▸ **YOUR INSTRUCTIONS**
Write out the whole of the material exactly.

▸ **SUPPLIED DATA**

□ □ □ □ □ □ □

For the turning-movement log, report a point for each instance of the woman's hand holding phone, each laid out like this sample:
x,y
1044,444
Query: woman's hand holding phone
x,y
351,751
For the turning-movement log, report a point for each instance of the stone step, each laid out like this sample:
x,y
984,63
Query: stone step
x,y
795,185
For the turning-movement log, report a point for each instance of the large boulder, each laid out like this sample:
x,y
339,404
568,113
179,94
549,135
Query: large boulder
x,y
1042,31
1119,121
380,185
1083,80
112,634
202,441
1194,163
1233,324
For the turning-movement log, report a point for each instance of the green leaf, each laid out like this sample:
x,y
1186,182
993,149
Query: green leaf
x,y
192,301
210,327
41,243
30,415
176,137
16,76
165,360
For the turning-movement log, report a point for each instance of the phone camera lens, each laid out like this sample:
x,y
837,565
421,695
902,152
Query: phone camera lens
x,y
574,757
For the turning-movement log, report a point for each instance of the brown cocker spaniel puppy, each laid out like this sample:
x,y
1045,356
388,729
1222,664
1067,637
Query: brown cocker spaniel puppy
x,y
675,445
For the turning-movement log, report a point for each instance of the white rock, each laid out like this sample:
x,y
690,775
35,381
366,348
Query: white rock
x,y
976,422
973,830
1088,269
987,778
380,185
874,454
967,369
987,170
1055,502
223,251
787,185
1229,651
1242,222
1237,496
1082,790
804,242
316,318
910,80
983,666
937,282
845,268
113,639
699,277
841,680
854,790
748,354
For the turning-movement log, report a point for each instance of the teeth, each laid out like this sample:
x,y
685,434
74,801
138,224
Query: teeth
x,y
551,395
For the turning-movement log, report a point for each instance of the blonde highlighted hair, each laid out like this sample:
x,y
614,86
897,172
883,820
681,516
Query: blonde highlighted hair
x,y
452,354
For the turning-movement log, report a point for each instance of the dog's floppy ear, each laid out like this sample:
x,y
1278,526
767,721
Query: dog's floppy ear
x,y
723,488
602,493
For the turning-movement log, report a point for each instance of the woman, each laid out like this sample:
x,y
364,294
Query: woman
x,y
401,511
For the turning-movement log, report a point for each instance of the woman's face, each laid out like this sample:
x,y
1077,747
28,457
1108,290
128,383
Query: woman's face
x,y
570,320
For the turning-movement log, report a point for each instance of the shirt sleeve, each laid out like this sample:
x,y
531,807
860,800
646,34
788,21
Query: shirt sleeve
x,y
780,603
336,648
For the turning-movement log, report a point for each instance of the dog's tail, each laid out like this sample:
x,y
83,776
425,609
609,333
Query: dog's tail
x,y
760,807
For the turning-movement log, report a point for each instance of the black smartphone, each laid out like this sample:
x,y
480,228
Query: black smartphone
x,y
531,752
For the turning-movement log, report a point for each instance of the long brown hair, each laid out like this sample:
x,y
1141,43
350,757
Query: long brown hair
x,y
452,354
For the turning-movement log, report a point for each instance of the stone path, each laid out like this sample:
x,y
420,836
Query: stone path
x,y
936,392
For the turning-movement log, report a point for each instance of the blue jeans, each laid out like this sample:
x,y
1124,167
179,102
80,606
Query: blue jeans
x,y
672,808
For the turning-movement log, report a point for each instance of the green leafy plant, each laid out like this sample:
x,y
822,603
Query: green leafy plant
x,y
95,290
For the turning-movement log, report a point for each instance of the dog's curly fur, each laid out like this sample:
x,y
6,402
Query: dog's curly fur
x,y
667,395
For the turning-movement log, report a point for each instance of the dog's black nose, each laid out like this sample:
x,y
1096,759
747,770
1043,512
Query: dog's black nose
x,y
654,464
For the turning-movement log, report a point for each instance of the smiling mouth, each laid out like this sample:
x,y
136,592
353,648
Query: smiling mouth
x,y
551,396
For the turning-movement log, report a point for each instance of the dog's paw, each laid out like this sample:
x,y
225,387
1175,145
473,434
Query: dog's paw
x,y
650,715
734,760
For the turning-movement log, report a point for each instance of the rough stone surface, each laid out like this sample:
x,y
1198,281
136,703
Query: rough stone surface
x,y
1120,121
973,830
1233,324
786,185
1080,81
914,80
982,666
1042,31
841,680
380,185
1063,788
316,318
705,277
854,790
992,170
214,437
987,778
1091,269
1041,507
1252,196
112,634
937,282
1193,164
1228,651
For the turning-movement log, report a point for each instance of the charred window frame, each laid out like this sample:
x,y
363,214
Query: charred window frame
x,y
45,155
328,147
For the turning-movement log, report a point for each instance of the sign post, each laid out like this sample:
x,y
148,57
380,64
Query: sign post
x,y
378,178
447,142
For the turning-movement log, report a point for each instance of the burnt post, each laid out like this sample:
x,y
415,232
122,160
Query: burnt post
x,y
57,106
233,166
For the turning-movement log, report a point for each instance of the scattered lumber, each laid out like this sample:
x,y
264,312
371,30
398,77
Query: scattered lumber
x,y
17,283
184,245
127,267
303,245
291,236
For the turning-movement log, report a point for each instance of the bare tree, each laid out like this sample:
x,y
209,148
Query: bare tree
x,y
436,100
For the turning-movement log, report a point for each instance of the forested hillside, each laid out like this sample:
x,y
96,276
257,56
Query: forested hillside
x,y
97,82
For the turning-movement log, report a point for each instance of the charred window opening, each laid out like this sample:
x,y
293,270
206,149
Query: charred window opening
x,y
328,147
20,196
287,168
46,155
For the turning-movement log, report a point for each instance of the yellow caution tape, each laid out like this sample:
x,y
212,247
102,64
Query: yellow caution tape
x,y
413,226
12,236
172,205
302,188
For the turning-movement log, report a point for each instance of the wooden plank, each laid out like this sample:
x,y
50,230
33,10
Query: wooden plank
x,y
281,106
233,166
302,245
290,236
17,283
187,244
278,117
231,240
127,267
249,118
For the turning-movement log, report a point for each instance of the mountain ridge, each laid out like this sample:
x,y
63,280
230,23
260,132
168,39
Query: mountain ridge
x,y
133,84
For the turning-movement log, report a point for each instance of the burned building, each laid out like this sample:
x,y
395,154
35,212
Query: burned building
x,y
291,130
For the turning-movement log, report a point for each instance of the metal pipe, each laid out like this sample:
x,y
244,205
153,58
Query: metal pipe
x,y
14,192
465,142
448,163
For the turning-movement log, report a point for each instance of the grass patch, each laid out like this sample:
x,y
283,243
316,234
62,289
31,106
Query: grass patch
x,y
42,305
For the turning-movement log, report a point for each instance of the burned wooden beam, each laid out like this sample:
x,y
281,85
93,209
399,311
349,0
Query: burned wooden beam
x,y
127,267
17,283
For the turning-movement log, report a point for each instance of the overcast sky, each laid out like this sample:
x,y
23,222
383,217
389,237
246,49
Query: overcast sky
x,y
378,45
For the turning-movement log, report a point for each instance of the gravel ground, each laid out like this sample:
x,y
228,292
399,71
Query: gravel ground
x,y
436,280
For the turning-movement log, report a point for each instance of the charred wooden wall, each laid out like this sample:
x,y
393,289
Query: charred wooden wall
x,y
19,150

□ □ □ □ □ □ □

▸ **FINAL RESULT**
For the turning-movement log, report a point for each instance of the woman's hand holding phone, each laid out like this sample:
x,y
1044,444
Query: woman's hand holding phone
x,y
351,751
For the turning-movement log, report a point for each instance of the stone step, each laid out like this sample:
x,y
984,63
Query: stone step
x,y
795,185
For the turning-movement log, report a point for each instance of the large boulder, each laid out like this sample:
x,y
339,404
568,113
179,94
549,135
Query: large boulder
x,y
1042,31
1119,121
380,185
1083,80
112,634
202,441
1194,163
1233,324
For the turning-movement log, report a point for each instance of the green leaf, each laid out like this sample:
x,y
1186,182
993,149
Query: green leaf
x,y
192,301
210,327
41,243
30,415
176,137
16,76
165,360
For the turning-movement log, report a point for each instance of the phone camera lens, each laid out like this sample:
x,y
837,565
421,695
902,152
Query: phone camera lens
x,y
574,757
For the turning-movement log, report a point for each instance of the brown cocker spaniel puppy, each laid out like this sample:
x,y
1045,356
388,729
1222,664
1067,637
Query: brown cocker spaniel puppy
x,y
675,445
For the turning-movement log, report a point for each instance of the white rock, each laid out like this sample:
x,y
690,775
35,381
366,348
Query: white rock
x,y
976,422
973,830
1088,269
987,778
380,185
874,454
967,369
987,170
1055,502
223,251
787,185
1229,651
1242,222
1237,496
1082,790
804,242
316,318
910,80
983,666
937,282
845,268
113,639
699,277
841,680
854,790
748,354
For the turning-movement log, report a point for each instance of the teeth, each laid out like this sample:
x,y
685,434
74,801
138,224
Query: teeth
x,y
551,395
For the turning-movement log, report a point for each instance of the blonde highlighted hair, each laid out like this sample:
x,y
614,86
897,172
883,820
681,516
Query: blonde highlighted hair
x,y
452,354
For the turning-movement log, report a point for each instance of the dog's floppy ear, each laid out like this sample:
x,y
1278,526
767,721
Query: dog's floppy ear
x,y
723,488
602,493
For the turning-movement log, report a point for each instance of the woman, each laid out like this sample:
x,y
364,294
Query: woman
x,y
401,511
For the turning-movement log, report a point for each instance of the woman's face, each laid out like this sample:
x,y
1077,747
28,457
1108,290
128,383
Query: woman's face
x,y
570,320
For the turning-movement log, report a point for each instance of the shirt sleeve, each laid out like this sample:
x,y
531,807
860,800
646,34
788,21
Query: shirt sleeve
x,y
780,603
336,648
For the turning-movement log, report a point for each instance of the dog's tail, each laid out like this sample:
x,y
83,776
425,609
609,333
Query: dog's tail
x,y
760,807
For the turning-movement log, report a point for each instance of the black smartphone, each laid out like this sample:
x,y
480,228
Query: black smartphone
x,y
531,752
For the turning-movement log, report a point for each instance of the long brown hair, each laid out like this sample:
x,y
1141,43
350,757
Query: long brown hair
x,y
452,354
For the turning-movement log, report a point for each instance of the stone path, each laid out like this sample:
x,y
420,836
Query: stone path
x,y
936,392
For the turning-movement log, report a point for each instance of the blue jeans, each laid out like this sample:
x,y
1124,167
179,102
80,606
Query: blue jeans
x,y
672,808
For the turning-movement log, report a point for each instance of the green leafy plant, each laid out like this sample:
x,y
822,603
Query: green leafy plant
x,y
95,290
For the turning-movement log, report a point for each instance of the dog's curly fur, each laid out like this sample:
x,y
6,402
Query: dog's curly fur
x,y
667,395
For the turning-movement log, report a point for each instance of the dog's black nose, each laid out like this sample:
x,y
1096,759
747,770
1043,512
Query: dog's black nose
x,y
654,464
For the turning-movement log, report a point for each instance of the smiling mouth, each laid out like this sample:
x,y
136,592
353,648
Query: smiling mouth
x,y
551,396
For the turning-movement log, report a point for each instance of the dog's paw, each laid out like this sample:
x,y
225,387
1175,145
473,434
Query: dog's paw
x,y
650,715
734,760
For the turning-movement log, report a point for each instance of the rough stone surface, each laid out like this sample:
x,y
1198,281
136,703
Query: rough stone surface
x,y
1120,121
973,830
1233,324
786,185
1080,81
914,80
982,666
1042,31
841,680
380,185
1063,788
316,318
705,277
854,790
992,170
214,437
987,778
1091,269
1041,507
1252,196
112,634
937,282
1193,164
1228,651
For the turning-movement log, report a point for each instance of the charred window frame, each laid out like this sample:
x,y
363,214
Query: charred window frame
x,y
45,155
328,147
For the turning-movement log, report a point for each instance of the sign post, each laid out like this sample:
x,y
148,57
380,64
Query: sign post
x,y
378,178
447,142
For the turning-movement log, report a point for each instance of the burnt post, each laid out like this sample:
x,y
415,232
122,160
Query: burnt post
x,y
57,106
233,166
For the turning-movement log, report a point for each instance of the scattered lumber, each laid out like this sample:
x,y
264,312
371,30
398,77
Query: scattered lumber
x,y
17,283
184,245
127,267
303,245
291,236
For the turning-movement log, report a point for each instance of the bare tree, each laid out like this sample:
x,y
209,148
Query: bare tree
x,y
436,100
For the turning-movement log, report a point for each instance of the forested hillside, each laid out like this sample:
x,y
96,276
257,56
Query: forested hillside
x,y
97,82
For the turning-movement log, report a point for each instance of the charred window opening, each laid out like this sample:
x,y
293,270
206,149
Query: charred window opening
x,y
328,147
20,196
287,168
46,155
For the turning-movement log, report a point for each instance of the yellow caution tape, each laid out like this sample:
x,y
212,247
102,64
Query: yellow caution tape
x,y
413,226
12,236
172,205
302,188
For the turning-movement log, report a point for each instance of the wooden plank, each laid out like this sample:
x,y
50,230
33,10
Query: wooden plank
x,y
281,106
233,166
302,245
290,236
17,283
187,244
278,117
231,240
127,267
249,118
For the turning-movement log, report a point for each instance of the mountain ridge, each laid out like this sample:
x,y
63,280
230,23
260,132
168,39
Query: mountain ridge
x,y
133,84
For the turning-movement log, report a point for each instance of the burned building, each laid out like this sample:
x,y
395,154
35,212
Query: burned building
x,y
291,130
For the turning-movement log, report a point for each instance of the metal pipe, each laid out like this sample:
x,y
244,205
153,58
Query: metal pipe
x,y
14,192
465,142
448,163
For the turning-movement log, report a point for each instance of the grass patch, each laid out like this sample:
x,y
283,243
316,234
62,289
31,106
Query: grass patch
x,y
42,305
For the turning-movement log, report a point for each instance of the burned wooden beam, each laid out like this sample:
x,y
281,85
93,209
399,311
349,0
Query: burned wooden beam
x,y
127,267
17,283
For the turning-movement log, report a point for each instance of the overcast sky, each laid out like this sample:
x,y
23,222
383,217
389,237
246,49
Query: overcast sky
x,y
378,45
For the turning-movement log, report a point for each instance of the gravel ground, each laid out like this sample:
x,y
228,292
399,71
Query: gravel ground
x,y
436,280
For the turning-movement log, report a point for each instance of the charred wooden wall, each laid out like this sample:
x,y
393,289
Query: charred wooden wall
x,y
19,150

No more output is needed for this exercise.